-- start Exercise inputs --

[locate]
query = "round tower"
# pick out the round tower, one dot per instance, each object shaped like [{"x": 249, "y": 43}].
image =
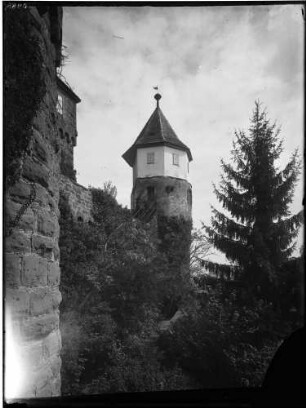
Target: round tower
[{"x": 160, "y": 162}]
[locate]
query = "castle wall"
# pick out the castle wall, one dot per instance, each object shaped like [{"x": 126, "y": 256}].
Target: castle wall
[
  {"x": 67, "y": 135},
  {"x": 173, "y": 196},
  {"x": 32, "y": 272},
  {"x": 79, "y": 199}
]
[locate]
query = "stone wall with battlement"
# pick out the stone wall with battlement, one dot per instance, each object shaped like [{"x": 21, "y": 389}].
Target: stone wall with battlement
[{"x": 31, "y": 252}]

-- end Exercise inputs --

:: What is required ::
Write out again every line above exactly as given; the pictures do not belong in the copy.

:: Solution ::
[locate]
query = "round tower"
# pick out the round tower, one dot per instance, each object shaped like [{"x": 249, "y": 43}].
image =
Target: round tower
[{"x": 160, "y": 162}]
[locate]
query = "castle wall"
# pick out the castle wall, one dot per instance, each object shaped like [{"x": 126, "y": 256}].
Target: castle wall
[
  {"x": 67, "y": 135},
  {"x": 173, "y": 196},
  {"x": 32, "y": 272},
  {"x": 79, "y": 199}
]
[locate]
query = "stone wall with battlement"
# pick out the stone wall with battlement, one dot per instance, each object shaped like [{"x": 21, "y": 389}].
Target: stone wall with battlement
[{"x": 31, "y": 252}]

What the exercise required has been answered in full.